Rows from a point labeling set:

· · · ·

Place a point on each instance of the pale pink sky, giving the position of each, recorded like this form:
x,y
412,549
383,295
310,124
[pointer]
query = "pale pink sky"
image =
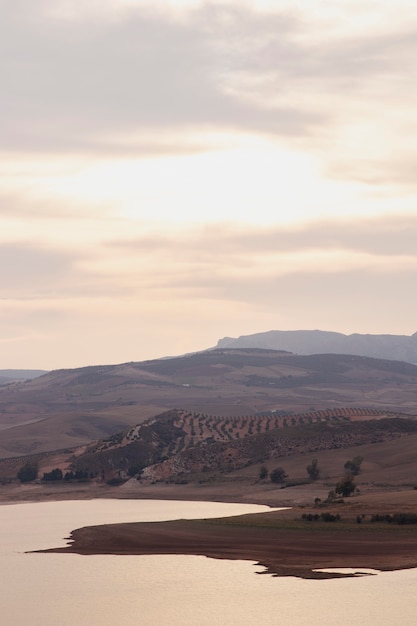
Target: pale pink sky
x,y
175,172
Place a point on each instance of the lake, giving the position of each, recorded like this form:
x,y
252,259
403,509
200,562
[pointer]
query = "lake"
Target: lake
x,y
107,590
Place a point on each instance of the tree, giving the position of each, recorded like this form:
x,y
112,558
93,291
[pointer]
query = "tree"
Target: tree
x,y
278,475
55,474
346,486
28,472
313,470
263,472
353,467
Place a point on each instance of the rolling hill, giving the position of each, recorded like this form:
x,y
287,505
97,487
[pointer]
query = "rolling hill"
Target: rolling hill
x,y
69,408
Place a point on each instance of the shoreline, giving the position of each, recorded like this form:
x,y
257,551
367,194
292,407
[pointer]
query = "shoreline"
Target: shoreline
x,y
282,551
279,541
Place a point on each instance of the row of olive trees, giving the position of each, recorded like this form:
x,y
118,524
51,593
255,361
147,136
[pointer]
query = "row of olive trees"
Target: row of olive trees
x,y
345,487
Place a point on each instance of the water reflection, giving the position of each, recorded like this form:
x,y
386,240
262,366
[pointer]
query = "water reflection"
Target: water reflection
x,y
63,590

· · · ·

Directions: Please write out all the rows above again, swapping "Target" for "Label" wherever it appears and keeping everything else the same. Leave the pictures out of your answer.

Output below:
Place a point on each instance of the pale pink sky, giving the position of each, recorded like this form:
x,y
412,549
383,295
310,124
[pointer]
query = "pale pink sky"
image =
Label: pale pink sky
x,y
175,172
Place a point on each instance of the lake, giving the position of each, recorded like this form:
x,y
252,259
403,509
200,562
[pointer]
query = "lake"
Label: lake
x,y
107,590
Place a point on each instance of the tree, giving the position of each, recorded like this form:
x,y
112,558
93,291
[pointer]
query = "tree"
Label: tree
x,y
278,475
55,474
346,486
28,472
313,470
263,472
353,467
Place a point on each instance of the rolling hill, giving the position of each, recorded like this form:
x,y
287,505
97,487
[pointer]
query = "rolling hill"
Label: rolling hill
x,y
69,408
Place a point on each instance of the shoreline, giving the position of each, recorded like this form:
x,y
257,551
367,194
292,407
[pointer]
query = "shoreline"
Label: shoreline
x,y
282,551
279,541
Place a point on each instance of the row of olive trees, giving the position of each, recorded like this form:
x,y
118,524
51,593
255,361
147,136
[pointer]
query = "row of olive trees"
Label: row of olive trees
x,y
345,487
Place a point on each instance of the water reflection, giving the position of each, recorded like this form:
x,y
386,240
262,366
[pointer]
query = "water reflection"
Label: water reflection
x,y
63,590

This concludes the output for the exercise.